(Location identification entries)
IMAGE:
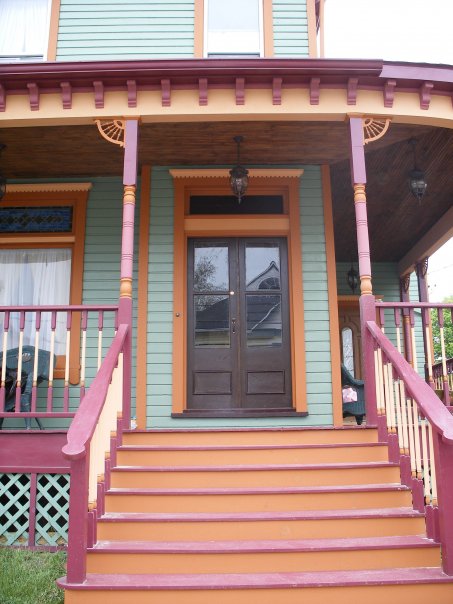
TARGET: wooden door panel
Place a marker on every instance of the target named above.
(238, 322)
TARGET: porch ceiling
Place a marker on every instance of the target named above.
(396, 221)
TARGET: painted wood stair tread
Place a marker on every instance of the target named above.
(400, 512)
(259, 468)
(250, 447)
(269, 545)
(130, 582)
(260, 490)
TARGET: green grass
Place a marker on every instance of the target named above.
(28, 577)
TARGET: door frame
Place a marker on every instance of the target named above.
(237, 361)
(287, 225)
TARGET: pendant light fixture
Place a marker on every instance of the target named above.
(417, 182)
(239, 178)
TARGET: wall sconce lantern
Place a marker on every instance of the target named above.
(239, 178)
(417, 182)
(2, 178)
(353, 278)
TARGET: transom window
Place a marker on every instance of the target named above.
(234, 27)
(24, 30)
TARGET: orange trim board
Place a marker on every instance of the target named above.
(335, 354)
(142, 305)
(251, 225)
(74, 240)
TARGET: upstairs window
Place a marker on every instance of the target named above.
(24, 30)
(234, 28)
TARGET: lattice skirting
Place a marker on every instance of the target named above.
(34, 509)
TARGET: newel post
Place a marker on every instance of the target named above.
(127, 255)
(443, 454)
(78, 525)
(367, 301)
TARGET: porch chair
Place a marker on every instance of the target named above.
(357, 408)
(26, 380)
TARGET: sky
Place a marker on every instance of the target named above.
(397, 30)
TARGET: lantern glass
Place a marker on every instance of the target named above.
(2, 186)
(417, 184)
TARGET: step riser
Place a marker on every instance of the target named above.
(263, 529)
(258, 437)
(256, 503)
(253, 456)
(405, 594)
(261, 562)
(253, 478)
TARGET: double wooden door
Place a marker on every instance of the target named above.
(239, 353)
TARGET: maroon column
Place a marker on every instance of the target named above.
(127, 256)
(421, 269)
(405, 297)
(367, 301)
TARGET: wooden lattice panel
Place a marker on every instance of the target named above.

[WRITTEN REQUEST]:
Update the rows above by replacing "marker" with "dot" throughout, leaving all other text unchanged. Do not include the pictures in your answer.

[FULL RESPONSE]:
IMAGE:
TARGET: wooden door panel
Place a dot on every instance of the target named above.
(238, 322)
TARGET: porch ceiling
Place a dot on every instance of the target named above.
(396, 221)
TARGET: painted wood stair tread
Place a dot on every instance of the target named above.
(400, 512)
(259, 468)
(250, 447)
(269, 545)
(130, 582)
(260, 490)
TARGET: green grass
Place a dot on every instance of the target named above.
(28, 577)
TARGET: door frame
Place a dot on every instance of the target named above.
(237, 361)
(287, 225)
TARGET: pendant light fixture
Place a dot on every instance of the target named above.
(417, 182)
(239, 178)
TARGET: wall sconce lantern
Place a dot on every instance of the target named above.
(239, 178)
(417, 182)
(2, 178)
(353, 278)
TARGET: transom window
Place a dot on every instance of the target named above.
(234, 27)
(24, 30)
TARGET: orange trim board
Place a dot on every instance of the target named above.
(335, 354)
(142, 305)
(251, 225)
(74, 240)
TARGET: upstairs window
Place a dot on every instance of the target named above.
(24, 30)
(234, 28)
TARGET: lattice skirting
Place a dot on every instance of the target named above.
(34, 509)
TARGET: newel post
Place a dot on every instance of the target named above.
(127, 255)
(443, 454)
(78, 525)
(367, 301)
TARGET: porch chair
Place a dot on every instance of the target named above.
(357, 408)
(26, 380)
TARGET: sky
Place a dot on every instance of the target named above.
(397, 30)
TARGET: lantern glass
Place a dot on every instance of the target named above.
(2, 186)
(417, 184)
TARGET: step riser
Place a dot on every instance of the target named above.
(263, 529)
(258, 437)
(256, 503)
(253, 456)
(405, 594)
(261, 562)
(253, 478)
TARGET: double wooden door
Place a dot on every instance of the target named above.
(239, 353)
TARGET: maroon column
Place a dot on every instance of the target named above.
(127, 256)
(421, 269)
(405, 297)
(367, 301)
TARGET: wooden lattice panel
Place a dot on every instance of the target named above.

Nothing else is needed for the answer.